→ **Kurze Übung**:
Tauschen Sie in dem Auszug zum Zugewinnausgleich „Einzelfallgerechtigkeit“ gegen „Gerechtigkeit im Einzelfall“ aus und geben Sie dabei den Abschnitt von „Die Rechtsprechung sieht“ bis einschließlich „die Einzelfallgerechtigkeit vernachlässigt.“ erneut wieder.

→ **Quellenauszug**:
Die Rechtsprechung sieht in § BGB § 1384 eine generalisierende, streng formal ausgestaltete Regelung, die zugunsten der Rechtsklarheit und Rechtssicherheit die Einzelfallgerechtigkeit vernachlässigt.
Aus den Gründen:
a) § 1379 BGB regelt die Auskunftspflicht im Zugewinnausgleichsverfahren umfassend; daneben ist für einen Auskunftsanspruch aus § 242 BGB kein Raum (im Anschluss an Senatsbeschluss BGHZ 194, 245 =FamRZ 2012, 1785).
b) Begehrt ein Ehegatte im Fall einer verfrühten Stellung des Scheidungsantrags durch den anderen Ehegatten Auskunft zu einem gesetzlich nicht geregelten Stichtag, so hat er einen besonderen Ausnahmefall darzulegen, der es rechtfertigt, die Stichtage des Gesetzes zu modifizieren. Dieser ist gegeben, wenn das sich ohne eine solche Korrektur ergebende Ergebnis grob unbillig erscheint und die Gewährung des Ausgleichsanspruchs in der vom Gesetz vorgesehenen Art und Weise dem Gerechtigkeitsempfinden in unerträglicher Weise widersprechen würde (im Anschluss an Senatsurteil vom 4. Dezember 1996 XII ZR 231/95 FamRZ 1997, 347).

→ **Datenauszüge**:
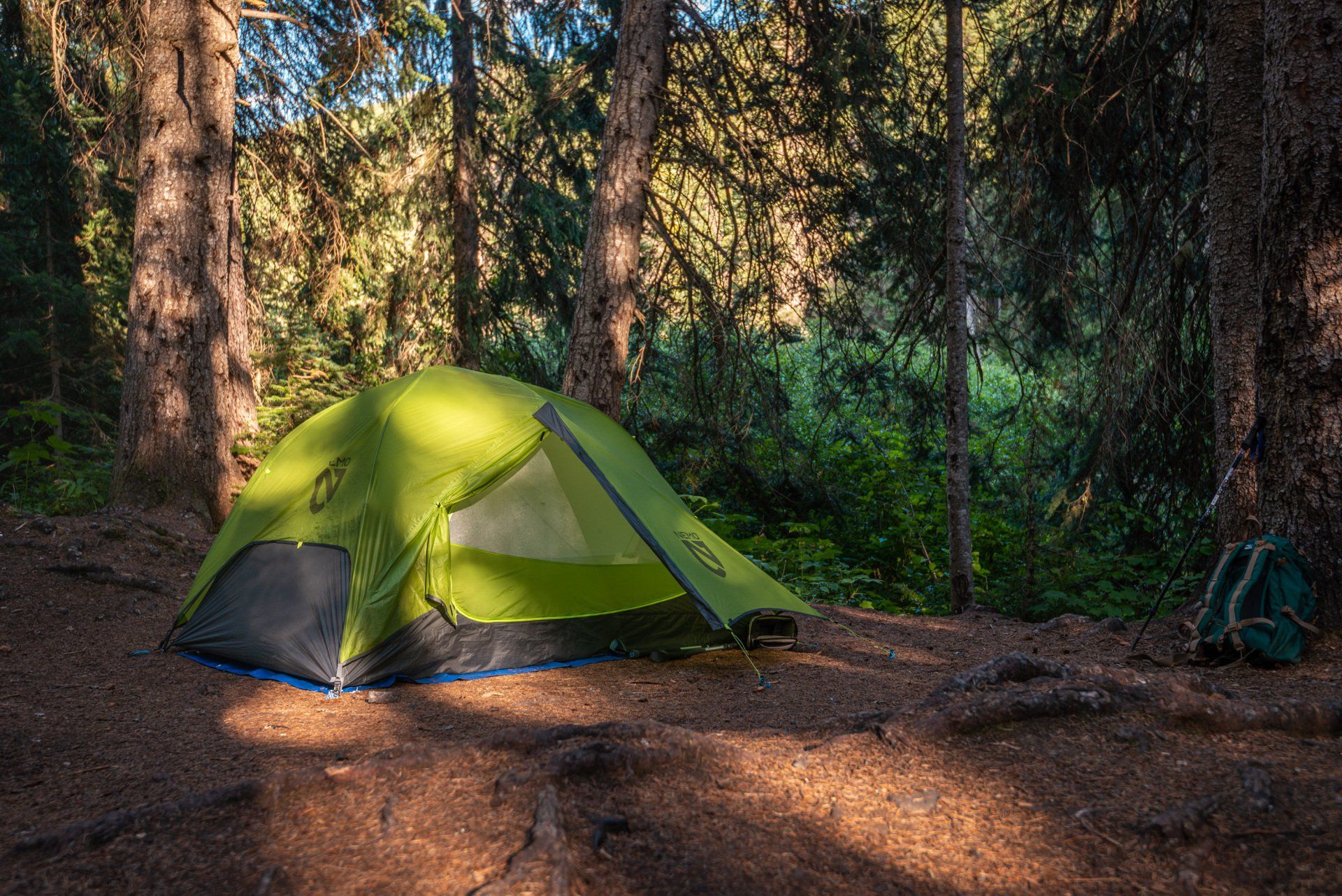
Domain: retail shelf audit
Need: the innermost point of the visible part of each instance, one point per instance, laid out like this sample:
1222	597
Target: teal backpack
1258	604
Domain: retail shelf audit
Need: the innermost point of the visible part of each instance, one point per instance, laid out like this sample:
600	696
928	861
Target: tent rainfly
455	522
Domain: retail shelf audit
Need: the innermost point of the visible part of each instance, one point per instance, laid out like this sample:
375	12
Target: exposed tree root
103	575
623	747
654	744
1053	690
1012	667
545	848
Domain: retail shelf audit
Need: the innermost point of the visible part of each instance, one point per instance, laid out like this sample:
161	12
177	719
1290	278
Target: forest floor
853	773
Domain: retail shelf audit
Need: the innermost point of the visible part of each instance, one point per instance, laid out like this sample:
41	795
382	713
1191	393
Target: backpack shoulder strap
1207	597
1232	605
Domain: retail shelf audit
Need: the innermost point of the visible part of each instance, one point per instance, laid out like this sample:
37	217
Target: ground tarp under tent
456	522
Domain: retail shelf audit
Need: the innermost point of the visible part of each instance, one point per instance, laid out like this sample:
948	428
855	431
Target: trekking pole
1247	447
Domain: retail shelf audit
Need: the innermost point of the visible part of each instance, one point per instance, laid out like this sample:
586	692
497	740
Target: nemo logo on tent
326	483
704	553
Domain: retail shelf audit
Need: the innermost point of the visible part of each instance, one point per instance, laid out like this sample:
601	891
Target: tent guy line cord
764	683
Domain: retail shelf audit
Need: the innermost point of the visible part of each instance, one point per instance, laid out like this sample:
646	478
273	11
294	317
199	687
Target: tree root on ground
1044	690
1051	690
654	744
623	747
103	575
545	848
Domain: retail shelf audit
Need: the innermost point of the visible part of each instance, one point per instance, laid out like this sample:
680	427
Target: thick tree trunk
187	380
599	345
1235	150
466	219
957	325
1299	361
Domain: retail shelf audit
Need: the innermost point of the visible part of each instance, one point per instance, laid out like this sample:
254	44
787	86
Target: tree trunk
242	386
957	325
187	380
1235	150
599	345
1299	361
466	219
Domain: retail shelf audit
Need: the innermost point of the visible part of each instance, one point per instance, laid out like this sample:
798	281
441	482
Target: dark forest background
786	366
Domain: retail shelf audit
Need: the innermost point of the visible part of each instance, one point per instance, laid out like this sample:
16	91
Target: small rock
920	802
1134	734
607	825
388	816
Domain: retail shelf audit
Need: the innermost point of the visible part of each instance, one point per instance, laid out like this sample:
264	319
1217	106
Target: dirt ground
789	804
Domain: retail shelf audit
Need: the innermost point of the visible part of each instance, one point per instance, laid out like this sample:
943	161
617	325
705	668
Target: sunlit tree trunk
1235	153
187	379
466	219
957	326
1299	363
599	345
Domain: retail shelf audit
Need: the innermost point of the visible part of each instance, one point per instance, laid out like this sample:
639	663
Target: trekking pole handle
1251	439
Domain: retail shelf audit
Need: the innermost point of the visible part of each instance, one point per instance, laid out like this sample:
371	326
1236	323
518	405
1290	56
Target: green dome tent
455	522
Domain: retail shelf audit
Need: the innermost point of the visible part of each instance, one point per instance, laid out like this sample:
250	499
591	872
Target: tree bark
187	380
1299	359
1235	152
466	219
599	345
957	337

→ **Lösung der Übung**:
Die Rechtsprechung sieht in § BGB § 1384 eine generalisierende, streng formal ausgestaltete Regelung, die zugunsten der Rechtsklarheit und Rechtssicherheit die Gerechtigkeit im Einzelfall vernachlässigt.